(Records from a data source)
**********

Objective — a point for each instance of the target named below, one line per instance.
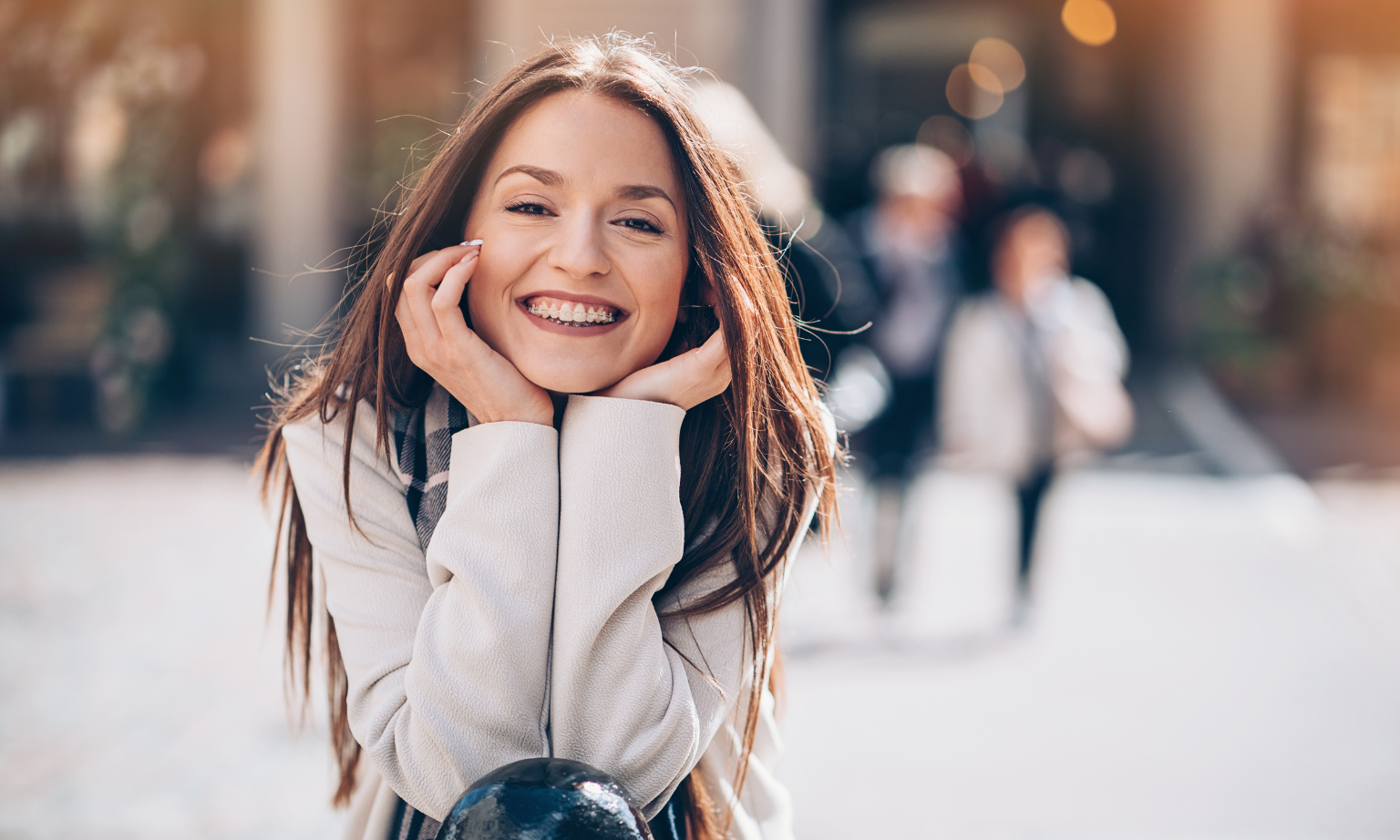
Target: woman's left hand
(684, 381)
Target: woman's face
(585, 248)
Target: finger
(412, 338)
(441, 260)
(713, 353)
(447, 300)
(713, 359)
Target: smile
(576, 313)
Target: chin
(570, 381)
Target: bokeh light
(1089, 21)
(1003, 59)
(974, 91)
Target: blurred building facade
(183, 177)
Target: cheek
(661, 300)
(485, 294)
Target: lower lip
(579, 332)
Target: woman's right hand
(444, 347)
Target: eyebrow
(633, 192)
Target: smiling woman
(485, 468)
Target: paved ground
(1212, 659)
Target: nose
(579, 251)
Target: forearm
(447, 651)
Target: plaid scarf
(423, 440)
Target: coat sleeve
(447, 650)
(636, 694)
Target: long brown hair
(751, 458)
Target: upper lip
(572, 296)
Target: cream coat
(527, 628)
(986, 411)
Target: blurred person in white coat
(1032, 373)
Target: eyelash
(537, 209)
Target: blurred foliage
(125, 93)
(1302, 312)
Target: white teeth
(572, 312)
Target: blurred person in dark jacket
(909, 239)
(1032, 373)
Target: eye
(640, 224)
(528, 209)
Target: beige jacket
(986, 417)
(527, 628)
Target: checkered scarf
(423, 438)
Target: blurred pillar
(298, 157)
(1222, 127)
(781, 73)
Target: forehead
(592, 141)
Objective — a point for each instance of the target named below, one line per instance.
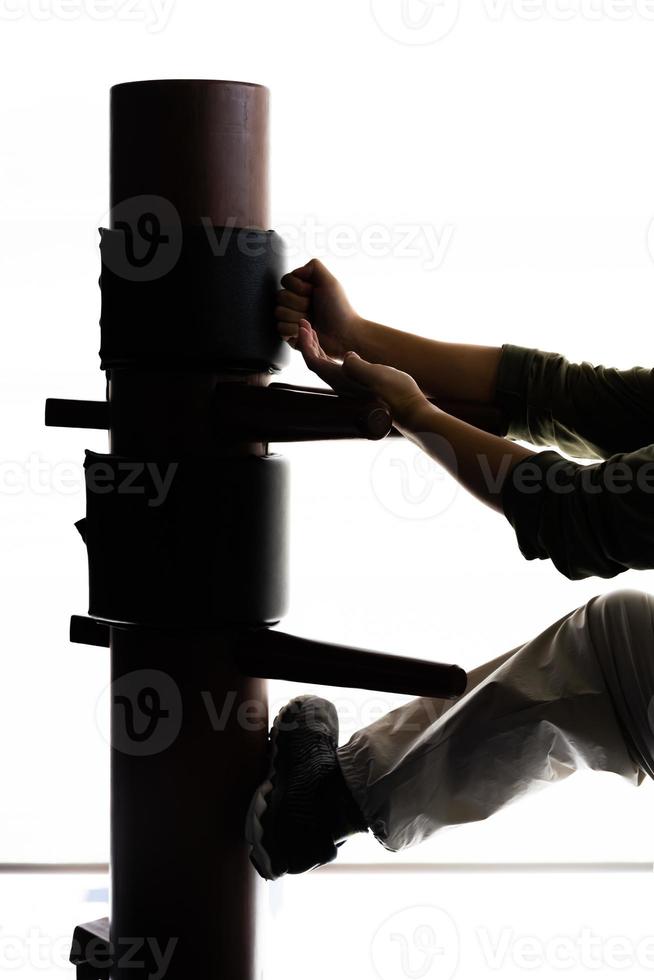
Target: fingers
(293, 303)
(313, 273)
(295, 284)
(363, 372)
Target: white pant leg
(528, 718)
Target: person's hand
(355, 376)
(312, 291)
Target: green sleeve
(595, 519)
(587, 411)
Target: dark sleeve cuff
(512, 389)
(523, 498)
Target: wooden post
(180, 873)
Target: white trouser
(530, 717)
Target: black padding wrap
(188, 542)
(191, 296)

**********

**Assignment:**
Copy out the records above in full, exactly as written, but not the pictures.

**Written response:**
Objective — a point for each instance of the target named below, one line per instance.
Target: woman's left hand
(684, 381)
Target: woman's face
(585, 248)
Target: finger
(412, 338)
(441, 260)
(713, 353)
(447, 300)
(713, 359)
Target: smile
(576, 313)
Target: chin
(570, 381)
Target: bokeh light
(1089, 21)
(1003, 59)
(974, 91)
Target: blurred building facade
(183, 177)
Target: cheek
(661, 300)
(485, 294)
Target: lower lip
(579, 332)
Target: woman's right hand
(444, 347)
Target: eyebrow
(633, 192)
Target: smiling woman
(485, 468)
Target: paved ground
(1212, 659)
Target: nose
(579, 251)
Target: forearm
(447, 651)
Target: plaid scarf
(423, 440)
Target: coat sleeve
(447, 650)
(636, 694)
Target: long brown hair
(751, 458)
Target: upper lip
(572, 296)
Target: cream coat
(527, 628)
(986, 411)
Target: blurred person in white coat
(1032, 373)
Target: eyelash
(537, 209)
Target: blurred foliage
(125, 93)
(1302, 312)
Target: white teeth
(572, 312)
Target: blurred person in dark jacket
(909, 239)
(1032, 373)
Target: eye
(640, 224)
(528, 209)
Target: beige jacket
(986, 417)
(527, 628)
Target: checkered scarf
(423, 438)
Target: blurred pillar
(298, 157)
(1222, 127)
(781, 73)
Target: forehead
(592, 141)
Objective — a point for each instance of the target named below, one line per instance.
Target: fingers
(293, 303)
(313, 273)
(295, 284)
(363, 372)
Target: white pant leg
(528, 718)
Target: person's hand
(355, 376)
(312, 291)
Target: green sleeve
(595, 519)
(587, 411)
Target: dark sleeve cuff
(512, 389)
(523, 498)
Target: wooden post
(180, 873)
Target: white trouser
(530, 717)
Target: black padding wrap
(188, 542)
(191, 296)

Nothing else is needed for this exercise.